» **TASK GOAL**: Retype word for word the passage of the Russian protests article starting with "But perhaps the" and going on through "capital is not.".

» **TEXT SHOWN**:
June 12, 2017 anti-government corruption protests in St. Petersburg, Russia (Image: Yevgeny Yegorov /
June 12, 2017 anti-government corruption protests in St. Petersburg, Russia (Image: Yevgeny Yegorov /
Russian protest spreads to more than 150 cities
Edited by: A. N.

Given the Moscow-centric nature of Russian government and opposition attitudes and of Western coverage, it was no surprise that most of the airtime and ink about yesterday’s anti-corruption protests focused on Alexei Navalny’s demonstration in Moscow and the response of the authorities there.

But perhaps the most important development of the June 12 protest was that it was not restricted to Moscow but took place in more than 150 cities across all of Russia’s time zones, a pattern that means that the Kremlin can no longer assume that the hinterland is unqualifiedly in its corner even if the capital is not.

On the spread of the demonstrations to other parts of the Russian Federation, the pattern of sanctioned versus unsanctioned meetings, and the response of the authorities in various places, see especially and

Despite the expanded geography of protest, the Moscow mindset remains strong. In a comment on the protests, Russian commentator Stanislav Belkovsky suggests that what happens in “the provinces doesn’t concern the Kremlin as far as protest activity is concerned.”

According to him, “the Kremlin considers that the political activity there is one way or another under control,” and consequently, “even numerous actions and outbursts do not threaten stability.” The situation in Moscow and St. Petersburg is something else and the authorities will move harshly against the protesters.

» **RECORDS SUPPLIED**:
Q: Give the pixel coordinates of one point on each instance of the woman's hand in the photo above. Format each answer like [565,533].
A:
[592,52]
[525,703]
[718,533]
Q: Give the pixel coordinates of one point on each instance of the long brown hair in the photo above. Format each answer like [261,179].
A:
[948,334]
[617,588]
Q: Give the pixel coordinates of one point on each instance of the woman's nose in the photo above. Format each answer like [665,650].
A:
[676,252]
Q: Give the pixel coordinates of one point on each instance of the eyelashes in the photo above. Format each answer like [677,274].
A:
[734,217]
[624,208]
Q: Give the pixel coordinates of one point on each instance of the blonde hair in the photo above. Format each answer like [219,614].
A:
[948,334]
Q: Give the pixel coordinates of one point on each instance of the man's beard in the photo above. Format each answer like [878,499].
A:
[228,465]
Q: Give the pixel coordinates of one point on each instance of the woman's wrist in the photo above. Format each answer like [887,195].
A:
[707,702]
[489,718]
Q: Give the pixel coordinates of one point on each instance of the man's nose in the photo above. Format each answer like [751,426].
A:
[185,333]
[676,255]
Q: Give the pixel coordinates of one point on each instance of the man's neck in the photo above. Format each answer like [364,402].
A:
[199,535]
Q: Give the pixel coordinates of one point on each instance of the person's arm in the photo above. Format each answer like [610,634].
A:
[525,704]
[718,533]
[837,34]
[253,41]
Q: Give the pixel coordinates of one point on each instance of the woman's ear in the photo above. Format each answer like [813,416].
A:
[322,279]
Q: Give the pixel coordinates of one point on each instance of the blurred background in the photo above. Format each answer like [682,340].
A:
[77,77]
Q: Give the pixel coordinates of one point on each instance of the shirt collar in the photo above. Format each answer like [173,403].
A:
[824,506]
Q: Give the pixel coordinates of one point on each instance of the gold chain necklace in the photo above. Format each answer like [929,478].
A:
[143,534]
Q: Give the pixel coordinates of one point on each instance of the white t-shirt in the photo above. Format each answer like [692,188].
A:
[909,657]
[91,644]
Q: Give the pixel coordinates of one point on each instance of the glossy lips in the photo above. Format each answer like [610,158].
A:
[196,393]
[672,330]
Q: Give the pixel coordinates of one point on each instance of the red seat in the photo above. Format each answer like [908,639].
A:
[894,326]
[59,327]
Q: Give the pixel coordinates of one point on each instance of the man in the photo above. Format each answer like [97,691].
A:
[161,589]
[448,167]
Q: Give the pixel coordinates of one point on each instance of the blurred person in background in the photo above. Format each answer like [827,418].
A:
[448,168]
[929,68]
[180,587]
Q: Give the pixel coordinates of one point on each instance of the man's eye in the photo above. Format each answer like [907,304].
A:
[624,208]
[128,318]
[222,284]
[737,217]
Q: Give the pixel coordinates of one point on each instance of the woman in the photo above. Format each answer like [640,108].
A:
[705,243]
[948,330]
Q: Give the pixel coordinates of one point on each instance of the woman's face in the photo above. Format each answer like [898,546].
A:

» **ANSWER TO THIS PROBLEM**:
But perhaps the most important development of the June 12 protest was that it was not restricted to Moscow but took place in more than 150 cities across all of Russia’s time zones, a pattern that means that the Kremlin can no longer assume that the hinterland is unqualifiedly in its corner even if the capital is not.